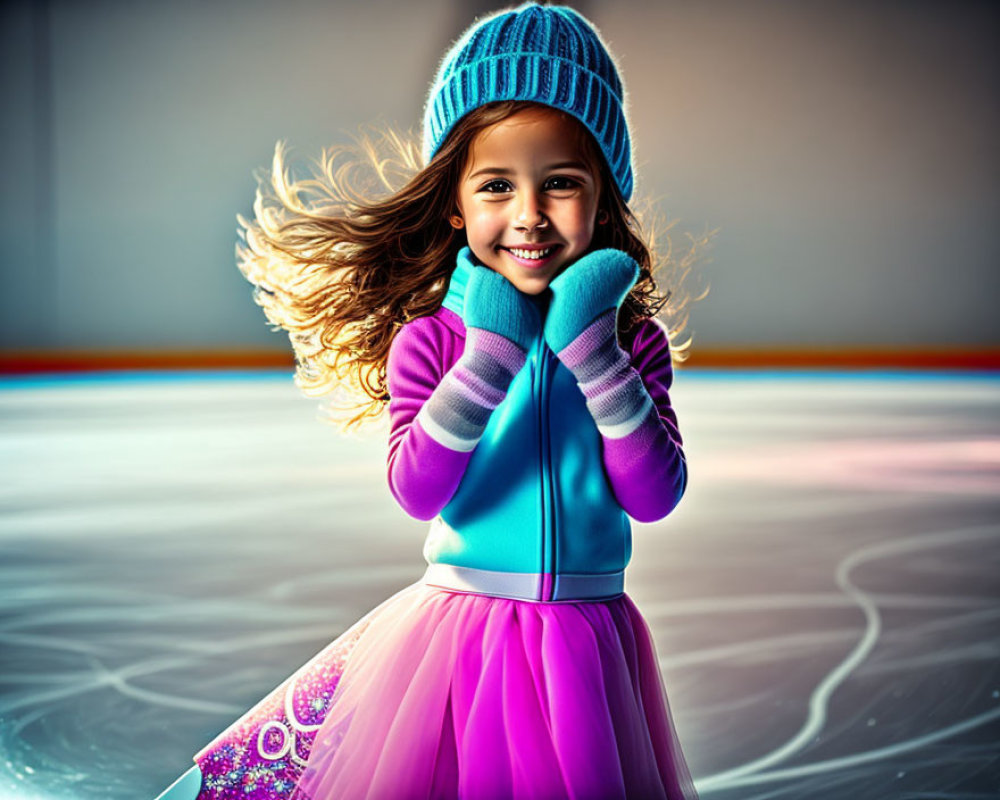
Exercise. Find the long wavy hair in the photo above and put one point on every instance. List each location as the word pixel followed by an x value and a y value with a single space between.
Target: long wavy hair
pixel 343 258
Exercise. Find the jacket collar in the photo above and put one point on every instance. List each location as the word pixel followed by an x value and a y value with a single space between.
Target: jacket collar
pixel 454 300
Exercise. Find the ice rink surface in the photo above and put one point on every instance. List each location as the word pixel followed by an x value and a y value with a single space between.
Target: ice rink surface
pixel 824 601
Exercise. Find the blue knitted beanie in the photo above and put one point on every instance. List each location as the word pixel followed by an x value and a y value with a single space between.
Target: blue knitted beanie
pixel 544 54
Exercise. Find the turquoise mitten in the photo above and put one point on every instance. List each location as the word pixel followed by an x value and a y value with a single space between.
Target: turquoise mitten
pixel 596 283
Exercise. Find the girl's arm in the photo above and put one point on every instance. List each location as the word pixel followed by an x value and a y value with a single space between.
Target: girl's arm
pixel 646 468
pixel 440 400
pixel 627 397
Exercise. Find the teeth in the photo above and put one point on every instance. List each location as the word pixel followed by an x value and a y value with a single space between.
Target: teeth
pixel 535 254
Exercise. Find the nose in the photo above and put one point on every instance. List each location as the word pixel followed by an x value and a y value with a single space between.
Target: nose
pixel 529 215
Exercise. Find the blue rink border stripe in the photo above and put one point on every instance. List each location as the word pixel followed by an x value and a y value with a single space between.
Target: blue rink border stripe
pixel 63 379
pixel 792 374
pixel 132 376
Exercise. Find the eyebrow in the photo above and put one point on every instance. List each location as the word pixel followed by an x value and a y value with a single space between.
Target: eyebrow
pixel 504 171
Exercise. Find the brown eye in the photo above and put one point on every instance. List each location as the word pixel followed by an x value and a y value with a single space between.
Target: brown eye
pixel 496 186
pixel 561 182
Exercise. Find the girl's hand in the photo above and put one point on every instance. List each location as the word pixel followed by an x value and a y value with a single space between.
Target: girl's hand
pixel 595 284
pixel 493 304
pixel 581 328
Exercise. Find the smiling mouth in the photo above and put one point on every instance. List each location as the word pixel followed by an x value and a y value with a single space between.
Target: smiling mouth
pixel 531 255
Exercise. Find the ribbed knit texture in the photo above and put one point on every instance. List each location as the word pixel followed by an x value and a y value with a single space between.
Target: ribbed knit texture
pixel 457 413
pixel 615 395
pixel 545 54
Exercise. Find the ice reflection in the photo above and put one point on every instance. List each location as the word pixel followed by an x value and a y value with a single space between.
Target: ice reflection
pixel 824 601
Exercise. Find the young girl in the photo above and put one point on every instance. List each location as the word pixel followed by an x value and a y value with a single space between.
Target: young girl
pixel 501 304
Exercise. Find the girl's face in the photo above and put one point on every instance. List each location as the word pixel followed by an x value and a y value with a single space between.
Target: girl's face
pixel 528 197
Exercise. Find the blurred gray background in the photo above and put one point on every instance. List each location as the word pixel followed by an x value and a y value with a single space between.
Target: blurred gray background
pixel 846 151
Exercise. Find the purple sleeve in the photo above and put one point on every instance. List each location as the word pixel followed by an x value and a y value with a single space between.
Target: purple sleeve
pixel 423 474
pixel 646 468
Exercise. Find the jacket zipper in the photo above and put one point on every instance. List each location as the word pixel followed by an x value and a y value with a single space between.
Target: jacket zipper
pixel 548 539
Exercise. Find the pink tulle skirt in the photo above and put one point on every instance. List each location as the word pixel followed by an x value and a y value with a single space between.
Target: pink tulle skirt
pixel 442 694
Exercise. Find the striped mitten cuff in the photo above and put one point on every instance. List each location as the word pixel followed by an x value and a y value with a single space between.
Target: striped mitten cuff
pixel 616 397
pixel 455 415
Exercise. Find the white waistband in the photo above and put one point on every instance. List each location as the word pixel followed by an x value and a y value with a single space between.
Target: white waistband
pixel 525 585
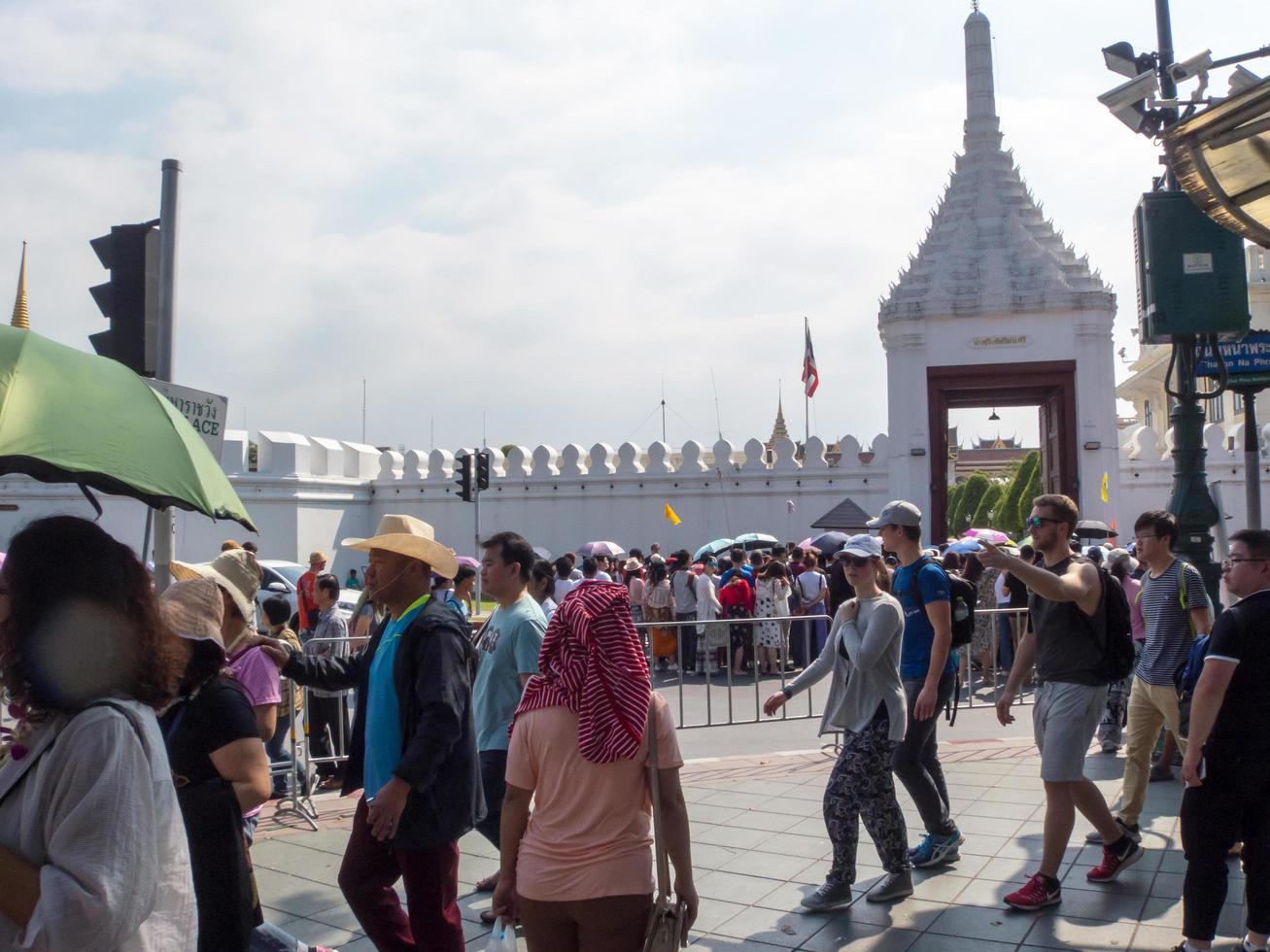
————————
* _Problem to solve_
Rewrite every one of the records above with "the photo above" changed to "the image shown" and nothing else altered, leaving out the pictures.

* _Task answer_
Exercise. Find the long wavy hair in the image shown and put one point on every instance. List each location as the word pixel followed by an x value and a y value with a single space between.
Target: long wavy hair
pixel 343 258
Exercise. Find the jacket collar in the image shown and put one point on every instance. List each location as the word pixel followed by an x value and a y value with a single space between.
Target: jacket collar
pixel 454 300
Exercise. Find the ice rink surface in the image shown and put one point on every instance. List each location as the word pixel followed by an x value and a y value with a single space between.
Target: ice rink surface
pixel 824 601
Exercise. Find the blue knitted beanie in the image shown and put one point on every instance. List each location as the word pixel followed by an x value and a y value with a single space between.
Target: blue knitted beanie
pixel 544 54
Exercise. Find the turquoise mitten in the image shown and put one point on every instance. List each location as the word pixel followed by an x value and a y value with a single space between.
Target: turquoise mitten
pixel 596 283
Exercise. Find the girl's arm in the image shown and put one point on every instance. List each location as the word pixel followed by an x value and a y value with a single space between.
Target: girl's arm
pixel 646 468
pixel 440 400
pixel 627 397
Exercise. Find the teeth in the image shown and put one point on every instance. List each location as the word pixel followed by an x value and a y value with a single space between.
Target: teeth
pixel 535 254
Exercise. Find the nose in the image shown and put one point on every instance. List each location as the word pixel followed by an x value and a y value with a single space between.
Target: nose
pixel 529 215
Exercise. Find the blue rink border stripe in the image shown and put one point on every instance. List each location as the word pixel followed by an x value and a y value with a single space between.
Target: blue rink border stripe
pixel 63 379
pixel 792 374
pixel 132 376
Exercise. Find the eyebrow in the image shown and put one point on every instance. List each location as the word pixel followed by an x value and a y value with a single space between.
Target: eyebrow
pixel 504 171
Exercise. Find the brown eye in the image shown and put one point on every instance. List each location as the word pixel followed by an x value and a y value with a single space between.
Target: brown eye
pixel 496 186
pixel 561 182
Exercise. Find the girl's hand in the image shown and put one point on every instance. List each location as the word pixel followed by an x value and a y value with a single space between.
Target: girl's hand
pixel 595 284
pixel 493 304
pixel 581 328
Exercise. Find the smiling mouth in the image shown and put one point on every instance. List each location as the word pixel followed by an x value and a y value with a single space between.
Target: smiling mouth
pixel 531 255
Exercise. Find the ribbed knit texture in the image shown and put one point on every instance. List each location as the word pixel followed by an x value and a y value with a single space between.
Target: ribbed knit texture
pixel 457 413
pixel 615 395
pixel 545 54
Exercise. Find the ice reflection in the image shown and put one point on every instance. List each location as the word pixel followed by an x value and a y value with a single space between.
Target: ice reflection
pixel 824 601
Exercise. Find the young girl in the image shown and put one point on every instance. List each location as the word pixel followed by an x value and a y value with a single space between.
Target: young girl
pixel 501 304
Exercise. Find the girl's face in the image shown and put one point on every instance. List each location as the word pixel followed by an x value and a y value with a single space between.
Target: girl's face
pixel 528 197
Exercise. Find the blurred gray background in the image shown and put one point on every instance. List each location as the word pixel followed by an x value and a y value with a single space between.
Target: blurred gray background
pixel 846 151
Exercise. Find the purple sleeve in the image shown and put one point on every instance. List each location as the word pixel followed by an x value and a y value with a single space between.
Target: purple sleeve
pixel 423 474
pixel 646 468
Exercise. Find the jacket zipper in the image shown and put one point on every instance. List each location as the word pixel followed by an x value and a y value with a single space between.
Target: jacket zipper
pixel 548 539
Exercise. Find the pink tulle skirt in the image shown and put one point on every instance. List each location as the word pixel followed by an x value and a y value with a single space between.
Target: pink tulle skirt
pixel 442 694
Exercise. Find the striped mitten cuff in the image shown and put one point on every instance. List each location as the word pixel followed by an x value and a y value with a single space between.
Target: striped mitten cuff
pixel 616 397
pixel 455 415
Exercise. Find the white waistband in the image shown and put one point on every instance. List each location as the word pixel followed by an x value and a y value with a single space between.
Target: white waistband
pixel 525 585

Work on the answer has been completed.